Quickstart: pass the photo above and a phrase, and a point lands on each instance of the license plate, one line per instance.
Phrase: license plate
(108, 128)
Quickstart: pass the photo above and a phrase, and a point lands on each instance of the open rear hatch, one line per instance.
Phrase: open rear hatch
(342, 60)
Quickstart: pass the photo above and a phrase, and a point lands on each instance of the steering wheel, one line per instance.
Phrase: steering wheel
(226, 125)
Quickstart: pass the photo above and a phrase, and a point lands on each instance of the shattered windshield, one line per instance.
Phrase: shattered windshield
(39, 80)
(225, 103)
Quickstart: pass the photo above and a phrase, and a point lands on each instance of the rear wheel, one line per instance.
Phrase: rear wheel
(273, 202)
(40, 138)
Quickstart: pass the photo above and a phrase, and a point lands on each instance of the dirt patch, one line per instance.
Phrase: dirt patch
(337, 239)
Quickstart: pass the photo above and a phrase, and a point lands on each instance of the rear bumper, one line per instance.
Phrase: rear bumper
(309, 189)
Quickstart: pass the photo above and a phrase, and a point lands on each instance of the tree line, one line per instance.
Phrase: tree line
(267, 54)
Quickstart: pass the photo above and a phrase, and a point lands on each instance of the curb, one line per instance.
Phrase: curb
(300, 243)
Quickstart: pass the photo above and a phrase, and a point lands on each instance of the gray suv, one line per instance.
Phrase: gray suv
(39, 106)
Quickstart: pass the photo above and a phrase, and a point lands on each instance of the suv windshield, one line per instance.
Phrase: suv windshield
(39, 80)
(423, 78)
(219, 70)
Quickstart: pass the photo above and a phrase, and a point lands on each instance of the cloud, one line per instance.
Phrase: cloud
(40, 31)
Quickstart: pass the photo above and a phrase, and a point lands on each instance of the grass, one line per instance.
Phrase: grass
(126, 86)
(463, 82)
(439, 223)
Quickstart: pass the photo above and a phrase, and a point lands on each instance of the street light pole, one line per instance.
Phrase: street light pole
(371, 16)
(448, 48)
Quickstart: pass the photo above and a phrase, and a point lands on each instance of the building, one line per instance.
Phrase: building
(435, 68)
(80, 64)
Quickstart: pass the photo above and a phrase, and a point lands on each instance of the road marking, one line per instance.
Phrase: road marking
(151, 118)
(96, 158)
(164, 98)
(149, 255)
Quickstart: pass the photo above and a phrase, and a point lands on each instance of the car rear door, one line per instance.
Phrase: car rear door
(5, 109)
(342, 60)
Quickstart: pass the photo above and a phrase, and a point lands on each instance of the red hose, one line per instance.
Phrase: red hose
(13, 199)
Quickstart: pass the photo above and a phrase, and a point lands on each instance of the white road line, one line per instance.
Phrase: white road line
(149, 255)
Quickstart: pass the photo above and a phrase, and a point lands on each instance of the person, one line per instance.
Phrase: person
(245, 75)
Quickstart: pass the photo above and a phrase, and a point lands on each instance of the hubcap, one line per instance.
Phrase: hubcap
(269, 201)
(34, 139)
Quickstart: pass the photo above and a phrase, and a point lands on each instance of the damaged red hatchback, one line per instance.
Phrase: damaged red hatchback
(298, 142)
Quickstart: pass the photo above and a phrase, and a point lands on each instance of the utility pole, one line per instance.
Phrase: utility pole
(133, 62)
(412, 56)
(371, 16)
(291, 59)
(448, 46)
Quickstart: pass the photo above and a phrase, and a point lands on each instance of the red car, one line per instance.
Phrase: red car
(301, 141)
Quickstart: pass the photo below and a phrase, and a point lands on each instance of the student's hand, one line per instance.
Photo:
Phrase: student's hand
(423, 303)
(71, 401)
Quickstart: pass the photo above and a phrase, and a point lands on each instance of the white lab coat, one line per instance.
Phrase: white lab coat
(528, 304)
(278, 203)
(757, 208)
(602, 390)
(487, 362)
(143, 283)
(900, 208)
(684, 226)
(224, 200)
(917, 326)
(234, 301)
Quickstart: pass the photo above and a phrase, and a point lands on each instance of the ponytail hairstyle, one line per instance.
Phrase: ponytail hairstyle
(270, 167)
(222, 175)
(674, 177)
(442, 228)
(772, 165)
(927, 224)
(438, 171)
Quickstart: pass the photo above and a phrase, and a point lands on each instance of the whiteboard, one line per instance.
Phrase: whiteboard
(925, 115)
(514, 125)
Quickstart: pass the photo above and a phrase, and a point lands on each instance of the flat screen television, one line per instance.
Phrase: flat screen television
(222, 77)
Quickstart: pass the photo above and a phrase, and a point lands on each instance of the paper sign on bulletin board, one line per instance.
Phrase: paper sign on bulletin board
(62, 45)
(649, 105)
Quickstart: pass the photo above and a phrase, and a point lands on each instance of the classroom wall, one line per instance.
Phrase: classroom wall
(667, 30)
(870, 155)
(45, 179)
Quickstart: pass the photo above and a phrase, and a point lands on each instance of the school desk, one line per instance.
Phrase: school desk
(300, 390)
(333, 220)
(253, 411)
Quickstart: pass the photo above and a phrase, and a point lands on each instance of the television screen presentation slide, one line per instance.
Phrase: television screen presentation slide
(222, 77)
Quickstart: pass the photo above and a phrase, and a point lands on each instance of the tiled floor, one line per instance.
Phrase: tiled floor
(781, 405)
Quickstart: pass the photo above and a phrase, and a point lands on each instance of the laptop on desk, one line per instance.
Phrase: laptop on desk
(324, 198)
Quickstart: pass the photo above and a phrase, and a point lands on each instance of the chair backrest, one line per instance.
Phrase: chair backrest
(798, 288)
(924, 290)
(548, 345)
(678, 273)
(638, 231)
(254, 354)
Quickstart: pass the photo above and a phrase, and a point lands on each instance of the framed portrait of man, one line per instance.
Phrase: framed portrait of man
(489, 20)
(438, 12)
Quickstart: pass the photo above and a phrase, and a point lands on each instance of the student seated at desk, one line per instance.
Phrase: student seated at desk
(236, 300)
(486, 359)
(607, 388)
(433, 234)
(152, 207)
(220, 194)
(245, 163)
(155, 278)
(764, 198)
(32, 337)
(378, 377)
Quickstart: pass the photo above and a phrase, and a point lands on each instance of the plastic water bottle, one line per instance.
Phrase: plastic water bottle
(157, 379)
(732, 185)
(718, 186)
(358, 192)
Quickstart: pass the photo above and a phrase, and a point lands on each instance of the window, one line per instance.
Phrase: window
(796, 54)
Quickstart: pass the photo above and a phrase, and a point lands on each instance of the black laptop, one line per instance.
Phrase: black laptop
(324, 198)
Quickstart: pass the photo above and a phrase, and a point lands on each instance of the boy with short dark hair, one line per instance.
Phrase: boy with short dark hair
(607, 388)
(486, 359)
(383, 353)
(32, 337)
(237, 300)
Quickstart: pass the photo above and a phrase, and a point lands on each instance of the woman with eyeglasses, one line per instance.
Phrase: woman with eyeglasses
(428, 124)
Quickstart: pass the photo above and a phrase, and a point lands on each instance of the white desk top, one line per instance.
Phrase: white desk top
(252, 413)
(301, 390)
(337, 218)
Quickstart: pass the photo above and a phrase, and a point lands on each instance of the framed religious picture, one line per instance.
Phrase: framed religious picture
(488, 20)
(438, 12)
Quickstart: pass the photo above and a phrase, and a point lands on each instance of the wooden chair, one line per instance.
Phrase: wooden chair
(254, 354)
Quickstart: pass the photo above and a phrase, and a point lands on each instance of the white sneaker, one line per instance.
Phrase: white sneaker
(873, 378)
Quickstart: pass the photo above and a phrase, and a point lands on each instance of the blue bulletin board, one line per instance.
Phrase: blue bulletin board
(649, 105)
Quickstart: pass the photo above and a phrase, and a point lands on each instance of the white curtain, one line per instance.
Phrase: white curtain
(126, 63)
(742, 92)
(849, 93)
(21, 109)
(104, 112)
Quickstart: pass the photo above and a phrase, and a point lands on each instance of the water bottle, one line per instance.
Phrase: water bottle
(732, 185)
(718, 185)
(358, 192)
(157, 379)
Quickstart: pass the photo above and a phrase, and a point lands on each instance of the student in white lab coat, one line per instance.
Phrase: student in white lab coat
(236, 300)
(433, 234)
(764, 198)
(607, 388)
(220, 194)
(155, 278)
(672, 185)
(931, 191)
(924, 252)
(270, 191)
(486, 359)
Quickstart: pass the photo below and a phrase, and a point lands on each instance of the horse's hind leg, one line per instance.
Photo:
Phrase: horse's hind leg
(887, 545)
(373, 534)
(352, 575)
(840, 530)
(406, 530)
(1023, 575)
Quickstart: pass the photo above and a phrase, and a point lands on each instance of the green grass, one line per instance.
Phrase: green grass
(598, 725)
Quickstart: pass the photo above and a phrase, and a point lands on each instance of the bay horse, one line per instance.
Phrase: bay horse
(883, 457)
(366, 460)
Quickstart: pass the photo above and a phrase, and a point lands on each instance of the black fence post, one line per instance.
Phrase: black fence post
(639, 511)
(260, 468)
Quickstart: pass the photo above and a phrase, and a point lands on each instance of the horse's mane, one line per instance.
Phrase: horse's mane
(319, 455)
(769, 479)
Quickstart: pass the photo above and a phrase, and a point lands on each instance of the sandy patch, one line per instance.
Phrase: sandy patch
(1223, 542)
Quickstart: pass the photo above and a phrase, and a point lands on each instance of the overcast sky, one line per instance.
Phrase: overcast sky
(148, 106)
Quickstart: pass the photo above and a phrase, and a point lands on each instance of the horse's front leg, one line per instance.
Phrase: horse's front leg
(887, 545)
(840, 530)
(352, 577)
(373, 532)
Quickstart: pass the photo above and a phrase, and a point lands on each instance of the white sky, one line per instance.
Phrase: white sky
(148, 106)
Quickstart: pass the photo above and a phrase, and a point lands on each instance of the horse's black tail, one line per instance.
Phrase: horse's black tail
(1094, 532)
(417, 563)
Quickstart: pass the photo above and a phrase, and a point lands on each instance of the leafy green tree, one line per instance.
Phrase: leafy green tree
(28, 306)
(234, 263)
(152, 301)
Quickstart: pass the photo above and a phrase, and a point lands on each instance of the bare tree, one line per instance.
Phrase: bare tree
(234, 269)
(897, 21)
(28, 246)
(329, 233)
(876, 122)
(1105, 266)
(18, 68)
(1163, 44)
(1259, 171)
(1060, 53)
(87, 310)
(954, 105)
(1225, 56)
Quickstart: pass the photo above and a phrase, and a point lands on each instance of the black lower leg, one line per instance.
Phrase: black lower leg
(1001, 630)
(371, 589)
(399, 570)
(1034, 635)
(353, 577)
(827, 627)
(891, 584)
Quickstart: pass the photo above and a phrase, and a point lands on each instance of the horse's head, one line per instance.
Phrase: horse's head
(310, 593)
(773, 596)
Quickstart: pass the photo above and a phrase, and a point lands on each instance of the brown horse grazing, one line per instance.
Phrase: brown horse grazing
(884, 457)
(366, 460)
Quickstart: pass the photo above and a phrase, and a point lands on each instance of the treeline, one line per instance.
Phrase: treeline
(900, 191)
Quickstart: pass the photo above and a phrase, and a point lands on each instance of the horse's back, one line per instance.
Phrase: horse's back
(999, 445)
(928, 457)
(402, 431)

-=-=-

▸ Task instructions
Among the records above, a stretch begins at the line containing "car, one line per instance." and ends at the line containing "the white lab coat, one line per instance.". Restate that stretch word for word, and nothing else.

▸ Task solution
Quickstart: pass the photo above and a phrase, and a point lands on each instance of the red car, one line per instance.
Phrase: red car
(301, 141)
Quickstart: pass the photo below and a phrase, and a point lands on each instance of the student's hand, one line per instance.
Photo:
Phrase: student's hand
(423, 303)
(71, 401)
Quickstart: pass the photo above and a phrase, and a point lands on each instance of the white lab coat, one line per instance.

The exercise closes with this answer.